__TEXTO DE LECTURA__:
▽

Tal
vez no conozcas este capítulo oscuro –y extraño– de la historia de Estados
Unidos
Desde
las oleadas inmigrantes de irlandeses, polacos e italianos hasta el posterior
influjo de latinoamericanos, la Ciudad de Nueva York ha sido siempre un bastión
vibrante del catolicismo. Dicha historia hace que parezca especialmente extraño
que hubiera un tiempo en que simplemente ser un sacerdote católico en
Nueva York fuera una ofensa criminal punible por ley con la muerte.
Esta
sorprendente ley, que hace mucho quedó ya abolida, se aplicó solamente una vez.
Y se aplicó sobre John Ury, un graduado de la inglesa Universidad de Cambridge
que trabajaba en la Ciudad de Nueva York como profesor de latín.
Ury
llevaba poco tiempo viviendo en la ciudad y algunos de sus vecinos empezaron a
sospechar que, en realidad, era un sacerdote católico. El hecho de que su
especialización fuera la enseñanza de latín no hacía sino acrecentar
esta sospecha, ya que el antiguo idioma de Roma se relacionaba estrechamente
con la Iglesia católica.
Ury
había entrado en un clima de intolerancia y paranoia. Como Gran Bretaña había
estado involucrada en una sucesión de guerras con España, había preocupaciones
por que la nación católica usara colegas católicos para infiltrarse en las
colonias británicas e intentar causar agitación.
También
preocupaba que la creciente población esclava en la ciudad –que había llegado a
aproximadamente un tercio de una
población total de 12.000 personas– propiciara un riesgo considerable de
rebelión.
Tras
una serie de incendios sospechosos durante marzo y abril de 1741, la tensión
era palpable. Cuando surgió una supuesta gran conspiración que incluía a
esclavos negros y pobres blancos que tratarían de tomar el control de la
ciudad, al “Padre Ury” le cayó la etiqueta de cabecilla de la trama.

△

__MATERIAL PROPORCIONADO__:
▽

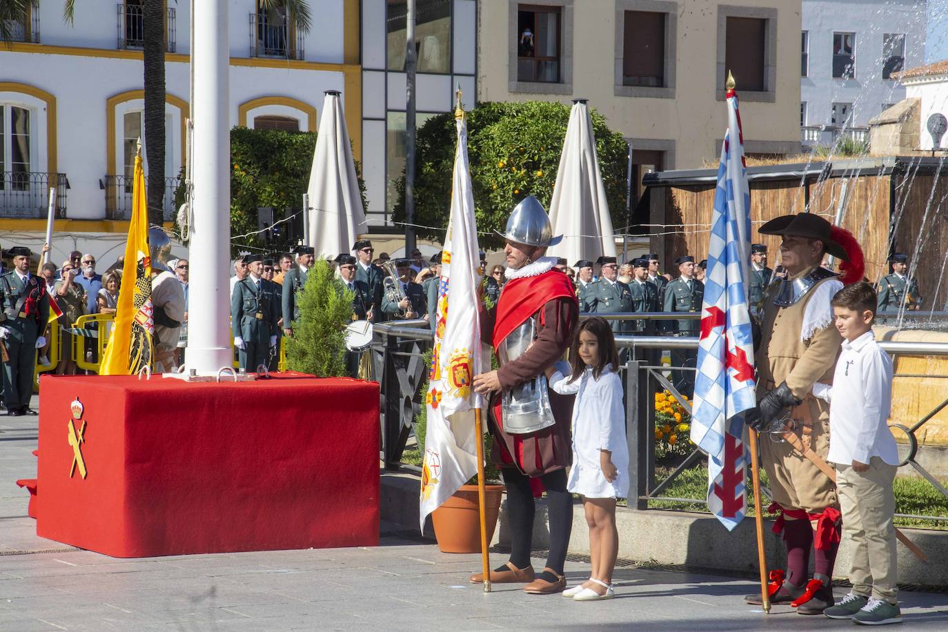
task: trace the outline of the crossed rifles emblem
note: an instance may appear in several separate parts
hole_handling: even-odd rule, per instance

△

__OBJETIVO DEL EJERCICIO__: Prosigue el texto sobre John Ury y la antigua ley neoyorquina contra los sacerdotes católicos a partir de su última oración.

__RESULTADO OBTENIDO__:
Lo
cierto es que Ury no era católico romano, sino un nonjuror de la
Iglesia de Inglaterra. La designación nonjuror hace referencia al
clero anglicano que se negaba a profesar un juramento de lealtad a la Corona
británica.
El
juicio de John Ury comenzó el 29 de julio de 1741. Mary Burton, una criada de
16 años contratada en régimen de semiesclavitud, fue la testigo principal de la
acusación. Ella testificó que Ury había estado bautizando a esclavos negros en
una taberna local y luego animándoles a provocar incendios y cometer
asesinatos, unos pecados que Ury, como sacerdote católico que era, tenía el poder
de perdonar.
Burton,
cuyas declaraciones judiciales a veces eran inconsistentes y que supuestamente
había recibido pagos por su testimonio, contó que se había urdido un plan para
incendiar una iglesia protestante en el cercano Día de Navidad. Añadió que Ury
sugirió posponer el incendio a un día más cálido para “que el tejado estuviera
seco” y condujera mejor las llamas.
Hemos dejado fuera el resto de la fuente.